[BEGIN]

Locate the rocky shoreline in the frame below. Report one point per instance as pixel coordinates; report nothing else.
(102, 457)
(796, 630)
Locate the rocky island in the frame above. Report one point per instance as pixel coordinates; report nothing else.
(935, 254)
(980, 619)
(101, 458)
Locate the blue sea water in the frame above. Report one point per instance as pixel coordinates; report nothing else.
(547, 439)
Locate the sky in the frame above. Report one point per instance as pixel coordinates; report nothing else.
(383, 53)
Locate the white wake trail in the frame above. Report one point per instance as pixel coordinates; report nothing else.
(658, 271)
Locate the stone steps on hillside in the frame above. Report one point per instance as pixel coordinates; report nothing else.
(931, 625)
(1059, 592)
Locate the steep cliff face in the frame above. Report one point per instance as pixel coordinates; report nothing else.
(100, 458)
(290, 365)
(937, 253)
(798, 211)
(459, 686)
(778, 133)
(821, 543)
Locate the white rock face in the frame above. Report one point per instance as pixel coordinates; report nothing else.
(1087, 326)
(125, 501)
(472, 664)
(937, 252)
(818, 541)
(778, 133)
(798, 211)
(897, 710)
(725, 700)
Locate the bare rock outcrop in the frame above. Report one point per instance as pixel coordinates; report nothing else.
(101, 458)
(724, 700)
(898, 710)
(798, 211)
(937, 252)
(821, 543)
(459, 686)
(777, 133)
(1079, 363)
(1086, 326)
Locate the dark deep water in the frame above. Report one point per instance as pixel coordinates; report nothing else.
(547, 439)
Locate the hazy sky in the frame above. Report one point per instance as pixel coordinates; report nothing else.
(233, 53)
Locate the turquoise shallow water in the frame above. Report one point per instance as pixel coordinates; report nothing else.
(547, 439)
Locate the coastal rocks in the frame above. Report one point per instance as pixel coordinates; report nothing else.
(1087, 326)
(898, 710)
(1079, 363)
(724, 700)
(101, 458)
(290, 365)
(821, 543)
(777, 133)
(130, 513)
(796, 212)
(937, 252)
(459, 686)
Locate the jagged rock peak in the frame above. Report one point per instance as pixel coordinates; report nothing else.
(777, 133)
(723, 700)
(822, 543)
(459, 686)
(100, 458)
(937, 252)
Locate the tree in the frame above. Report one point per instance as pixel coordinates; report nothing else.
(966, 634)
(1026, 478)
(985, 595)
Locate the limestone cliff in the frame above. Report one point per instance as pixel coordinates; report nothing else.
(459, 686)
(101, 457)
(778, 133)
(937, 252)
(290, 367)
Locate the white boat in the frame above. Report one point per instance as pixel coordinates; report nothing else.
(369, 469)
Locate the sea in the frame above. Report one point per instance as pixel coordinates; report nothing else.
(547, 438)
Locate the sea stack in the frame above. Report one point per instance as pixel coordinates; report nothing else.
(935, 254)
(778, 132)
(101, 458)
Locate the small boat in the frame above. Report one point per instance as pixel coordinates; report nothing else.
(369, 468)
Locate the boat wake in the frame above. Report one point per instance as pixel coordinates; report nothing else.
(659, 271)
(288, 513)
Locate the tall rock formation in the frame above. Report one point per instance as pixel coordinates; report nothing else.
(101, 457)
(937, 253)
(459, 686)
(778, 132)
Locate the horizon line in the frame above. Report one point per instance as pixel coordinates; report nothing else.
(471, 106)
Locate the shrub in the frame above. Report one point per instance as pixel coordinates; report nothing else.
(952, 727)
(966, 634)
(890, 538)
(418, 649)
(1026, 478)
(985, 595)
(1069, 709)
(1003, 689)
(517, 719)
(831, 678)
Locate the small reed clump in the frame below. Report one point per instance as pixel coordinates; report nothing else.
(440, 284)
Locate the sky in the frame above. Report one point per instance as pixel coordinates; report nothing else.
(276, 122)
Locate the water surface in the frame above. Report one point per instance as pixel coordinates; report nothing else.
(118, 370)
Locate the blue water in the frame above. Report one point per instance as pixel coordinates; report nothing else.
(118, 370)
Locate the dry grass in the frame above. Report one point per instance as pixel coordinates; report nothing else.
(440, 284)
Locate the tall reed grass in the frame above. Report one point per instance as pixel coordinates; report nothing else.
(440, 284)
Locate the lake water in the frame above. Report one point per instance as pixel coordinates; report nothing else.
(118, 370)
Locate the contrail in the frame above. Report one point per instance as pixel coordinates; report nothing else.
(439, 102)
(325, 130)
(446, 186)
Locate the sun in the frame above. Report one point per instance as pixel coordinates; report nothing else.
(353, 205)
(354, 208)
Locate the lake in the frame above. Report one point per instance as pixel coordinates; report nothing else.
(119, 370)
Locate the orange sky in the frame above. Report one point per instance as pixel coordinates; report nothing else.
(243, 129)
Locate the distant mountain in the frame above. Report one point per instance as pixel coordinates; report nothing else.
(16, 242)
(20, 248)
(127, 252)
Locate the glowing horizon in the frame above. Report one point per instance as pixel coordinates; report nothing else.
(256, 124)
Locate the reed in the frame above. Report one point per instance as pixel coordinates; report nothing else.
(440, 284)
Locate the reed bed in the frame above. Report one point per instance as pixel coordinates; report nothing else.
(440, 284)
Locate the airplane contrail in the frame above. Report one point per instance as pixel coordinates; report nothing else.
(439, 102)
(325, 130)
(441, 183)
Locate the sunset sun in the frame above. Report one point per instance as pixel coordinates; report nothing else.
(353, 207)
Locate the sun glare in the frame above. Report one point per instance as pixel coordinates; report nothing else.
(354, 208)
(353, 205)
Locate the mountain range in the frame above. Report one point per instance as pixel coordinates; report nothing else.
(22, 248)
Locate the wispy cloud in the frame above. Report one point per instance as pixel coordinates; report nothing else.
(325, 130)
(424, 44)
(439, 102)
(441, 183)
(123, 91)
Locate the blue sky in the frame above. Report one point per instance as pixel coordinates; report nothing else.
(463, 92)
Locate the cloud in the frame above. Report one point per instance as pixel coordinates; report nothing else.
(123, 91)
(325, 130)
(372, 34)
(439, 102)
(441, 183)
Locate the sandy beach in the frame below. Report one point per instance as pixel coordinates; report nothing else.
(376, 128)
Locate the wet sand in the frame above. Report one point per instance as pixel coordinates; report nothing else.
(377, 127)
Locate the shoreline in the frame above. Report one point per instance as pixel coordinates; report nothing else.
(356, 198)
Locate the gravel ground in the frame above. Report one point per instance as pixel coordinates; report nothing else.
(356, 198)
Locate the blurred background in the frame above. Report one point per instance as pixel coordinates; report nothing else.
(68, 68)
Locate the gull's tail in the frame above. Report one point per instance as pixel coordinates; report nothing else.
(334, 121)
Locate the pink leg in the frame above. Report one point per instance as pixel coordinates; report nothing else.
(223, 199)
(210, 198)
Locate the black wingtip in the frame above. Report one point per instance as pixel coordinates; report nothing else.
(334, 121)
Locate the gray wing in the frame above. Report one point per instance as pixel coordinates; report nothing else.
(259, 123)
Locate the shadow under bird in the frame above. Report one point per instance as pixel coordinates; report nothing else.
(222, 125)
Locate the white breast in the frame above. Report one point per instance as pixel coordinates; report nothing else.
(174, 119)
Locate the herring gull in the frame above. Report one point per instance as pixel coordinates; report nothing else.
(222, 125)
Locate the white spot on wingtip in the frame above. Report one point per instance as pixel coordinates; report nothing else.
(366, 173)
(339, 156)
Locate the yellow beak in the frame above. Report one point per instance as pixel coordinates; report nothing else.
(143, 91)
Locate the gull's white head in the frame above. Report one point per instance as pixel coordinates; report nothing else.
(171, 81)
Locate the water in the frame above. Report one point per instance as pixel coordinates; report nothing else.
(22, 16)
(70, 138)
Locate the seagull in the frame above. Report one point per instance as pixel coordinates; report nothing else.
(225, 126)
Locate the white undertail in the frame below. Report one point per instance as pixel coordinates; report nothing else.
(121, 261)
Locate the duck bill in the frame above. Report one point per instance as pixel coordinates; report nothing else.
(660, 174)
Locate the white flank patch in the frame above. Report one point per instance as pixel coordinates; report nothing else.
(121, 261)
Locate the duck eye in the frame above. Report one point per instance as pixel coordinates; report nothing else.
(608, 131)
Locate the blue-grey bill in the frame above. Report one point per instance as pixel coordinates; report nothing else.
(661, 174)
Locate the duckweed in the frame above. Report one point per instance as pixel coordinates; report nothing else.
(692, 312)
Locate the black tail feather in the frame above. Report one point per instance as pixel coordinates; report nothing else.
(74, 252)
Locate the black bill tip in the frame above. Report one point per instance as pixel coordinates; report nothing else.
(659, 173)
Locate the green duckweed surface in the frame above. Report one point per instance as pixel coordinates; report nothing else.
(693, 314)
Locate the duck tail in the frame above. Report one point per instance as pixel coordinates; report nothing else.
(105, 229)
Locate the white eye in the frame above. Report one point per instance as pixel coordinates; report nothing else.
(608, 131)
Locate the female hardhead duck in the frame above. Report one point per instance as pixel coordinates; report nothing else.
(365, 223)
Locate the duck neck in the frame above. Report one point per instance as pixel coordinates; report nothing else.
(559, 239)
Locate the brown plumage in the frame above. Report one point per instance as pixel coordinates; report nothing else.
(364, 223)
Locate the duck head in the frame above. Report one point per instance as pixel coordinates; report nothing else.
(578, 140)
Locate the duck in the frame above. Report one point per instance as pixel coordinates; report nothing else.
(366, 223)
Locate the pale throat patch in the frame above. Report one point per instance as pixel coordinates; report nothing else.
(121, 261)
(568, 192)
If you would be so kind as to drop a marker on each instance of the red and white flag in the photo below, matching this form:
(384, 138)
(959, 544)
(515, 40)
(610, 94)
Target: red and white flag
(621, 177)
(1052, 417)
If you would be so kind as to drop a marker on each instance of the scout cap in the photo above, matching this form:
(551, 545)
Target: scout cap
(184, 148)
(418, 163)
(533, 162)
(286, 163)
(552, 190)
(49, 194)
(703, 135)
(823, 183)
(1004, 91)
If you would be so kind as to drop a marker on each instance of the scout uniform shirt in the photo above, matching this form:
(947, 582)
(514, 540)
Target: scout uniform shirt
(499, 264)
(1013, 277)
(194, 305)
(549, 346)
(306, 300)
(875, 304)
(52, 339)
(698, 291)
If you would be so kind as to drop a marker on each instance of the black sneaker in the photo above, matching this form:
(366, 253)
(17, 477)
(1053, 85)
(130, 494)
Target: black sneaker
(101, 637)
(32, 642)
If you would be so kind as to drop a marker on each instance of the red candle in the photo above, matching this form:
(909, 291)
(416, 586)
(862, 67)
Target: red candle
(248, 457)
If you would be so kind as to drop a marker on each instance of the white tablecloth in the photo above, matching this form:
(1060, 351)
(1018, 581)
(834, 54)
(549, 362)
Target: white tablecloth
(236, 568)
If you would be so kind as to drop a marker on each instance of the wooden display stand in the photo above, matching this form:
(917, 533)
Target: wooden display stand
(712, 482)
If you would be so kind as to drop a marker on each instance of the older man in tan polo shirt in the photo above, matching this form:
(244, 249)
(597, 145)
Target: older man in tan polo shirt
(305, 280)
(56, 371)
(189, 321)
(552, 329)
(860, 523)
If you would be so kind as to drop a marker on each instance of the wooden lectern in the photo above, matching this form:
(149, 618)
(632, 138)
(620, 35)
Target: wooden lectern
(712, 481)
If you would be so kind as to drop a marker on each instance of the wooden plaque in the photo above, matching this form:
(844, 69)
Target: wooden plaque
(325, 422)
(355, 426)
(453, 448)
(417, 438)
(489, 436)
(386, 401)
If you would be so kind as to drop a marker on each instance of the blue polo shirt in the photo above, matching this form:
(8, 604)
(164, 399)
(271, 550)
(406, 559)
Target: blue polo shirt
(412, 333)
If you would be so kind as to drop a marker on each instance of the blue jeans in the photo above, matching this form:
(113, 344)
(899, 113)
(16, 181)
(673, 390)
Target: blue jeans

[END]

→ EXERCISE DETAILS
Only the lines from the one containing "the wooden display" through the end of the entries above belong in the answer; repeat them exactly.

→ RESPONSE
If you would be so kind as to drop a marker on each instance of the wooden display stand in the photo above, matching this form:
(917, 533)
Target: wooden display stand
(712, 482)
If you would be so kind as to drop a marker on each instance of the older man in tan polo shirt in the photo above, matching this form:
(244, 249)
(597, 145)
Target: older man in tan polo shirt
(305, 280)
(56, 371)
(189, 321)
(552, 329)
(860, 523)
If you would be so kind as to drop a marker on each instance of the wooden lectern in the photo above, matching this form:
(149, 618)
(632, 138)
(620, 35)
Target: wooden lectern
(712, 481)
If you would be so kind as to drop a marker on each instance of the wooden plaque in the photo above, matching this form:
(844, 69)
Target: wooden plaque
(325, 422)
(355, 426)
(453, 448)
(417, 438)
(489, 436)
(386, 401)
If you would be so kind as to drop a marker on each instance of the blue polo shirt in the photo above, matching this form:
(8, 604)
(164, 399)
(271, 550)
(406, 559)
Target: blue polo shirt
(412, 333)
If you would be so kind as to drop a marker on each instance of the blue jeans in the photo above, matching this form:
(113, 344)
(899, 113)
(16, 181)
(673, 390)
Target: blue jeans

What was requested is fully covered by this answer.